■ **Okuma Metni**:
---

Bugün Demokratik hakların kazanılması, bu krizin etkisinden çıkacak toplumun kendi gelişme yolunu açması bakımından bir dönüm noktası olabilir. Savaşla, şovenizmle, terör ve düşmanlaştırma söylemleriyle zehirlenen bilinç ve enerjiyi özgürleştirebilir. Demokratik hakların ve halklar arasındaki onurlu barışın kazanılması, parçalanmış toplumsal gerçekliği bütünleyecek bir güce dönüşebilir. Birlikte yaşama ve birlikte kazanma özgürleşme imkanını gösterebilmek elbette bizlere düşüyor. Savaş o kadar çok köprüyü yıktı ki onları yeniden kurmak elbette kolay olmayacaktır. Fakat söz konusu olan toplumsal değişimin, devrimin öznesi olan halksa, yeniden kurucu becerilerimizi geliştirmek elzemdir. Bu süreçte Kürt halkı ve özgürlük güçleri ve Türkiye emekçi sol hareketinin birleşik devrimci birikimi ve enerjisi tarihi bir rol oynayacaktır. Türkiye ve Kürdistan halklarının, kadınların kurtuluş hareketinin yaşadığı varoluşsal tıkanıklığı aşmak; darbelerle, zulümlerle, korku ve esaret politikalarıyla iğdiş edilen iradesini serbest bırakmak için bu rolü pratikleştirmek gerekir.
Aslında Kongreden sonraki sürece dair beklentiler denince, resmi açıklamadaki son cümlelere dikkat çekmeden geçmek olmaz. Deniz Gezmiş’in idam sehpasını tekmelemeden önce attığı son slogan olan ‘Yaşasın Kürt ve Türk halklarının kardeşliği. Yaşasın tam bağımsız Türkiye’ dir. Bu sözler içerdiği ruh, eylem kararlılığı ve halk devrimi bilinci bakımından, toplumsal mücadele tarihinin şifresi gibidir. Bitti diyenlerin karşısında yeniden başlangıcı temsil eder. Nitekim çok ağır imha, darbe, tasfiye koşulları altında yeniden başlamanın çağrısı olmuştur. Sonuç bildirgesindeki vurguyu sosyalist sol pencereden bakarak idam sehpalarında çetin koşullarda kurulan bağın bugün ve yarın yaşaması ve yaşatılması olarak görüyorum. Sürecin her siyasi, ideolojik tarafının tanımı, beklentisi var. Ama Kürt ve Türk halklarını kurtuluşa ulaştıracak köprü, 71 devrimci hareketinden bugüne kurulandır. Yarım kalmış, yara almış ama hala ayakta bir devrimci demokratik hakikati başarıya ulaştırmak bütün bölge halklarının yaşamsal beklentilerine cevap olacak asıl güçtür.

---

■ **Veri Bloğu**:
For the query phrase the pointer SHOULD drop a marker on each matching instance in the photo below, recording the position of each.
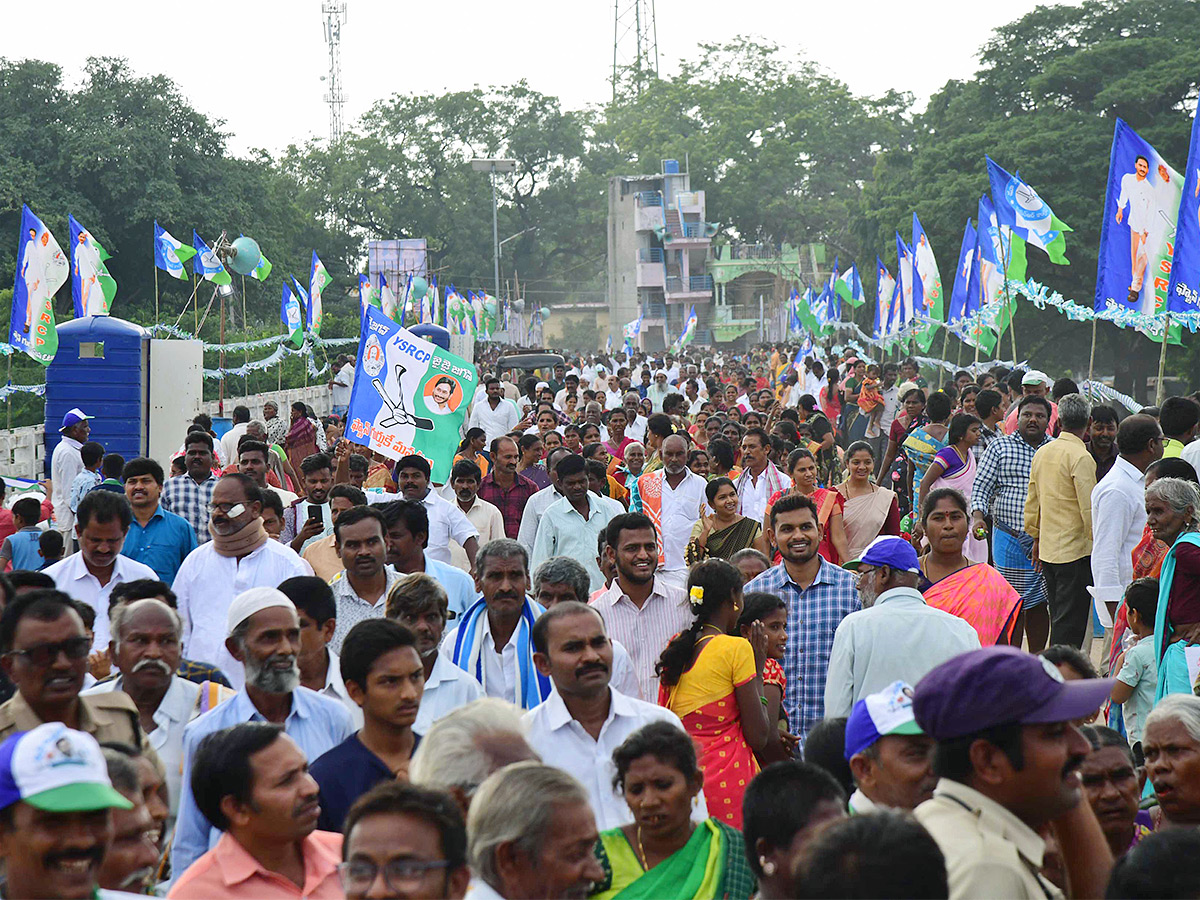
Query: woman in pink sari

---

■ **Yönergeler**:
1. Lütfen halkların kardeşliği üzerine yazıdaki "Savaş o kadar çok köprüyü yıktı ki onları yeniden kurmak elbette kolay olmayacaktır." cümlesini İngilizceye çevirin.
2. Halkların kardeşliği üzerine yazıyı son cümlesinin ardından sürdürün.
Verilerin bu çalışmada hiçbir işlevi yok.

■ **Görev Yanıtları**:
1. The war has destroyed so many bridges that rebuilding them will certainly not be easy.

2.
“Hapishaneler konusundaki en acil ve insani-yaşamsal başlıklar, hasta, yaşlı tutsaklar, umut hakkı, infaz sistemi ve TMK ayrımcılığına son verilmesi, idare infaz kurulları hukuksuzluğunun ortadan kaldırılmasıdır.”
*Sizce bu karar, cezaevindeki siyasi tutsaklar açısından yeni bir sürecin kapısını aralayabilir mi? Beklentileriniz neler?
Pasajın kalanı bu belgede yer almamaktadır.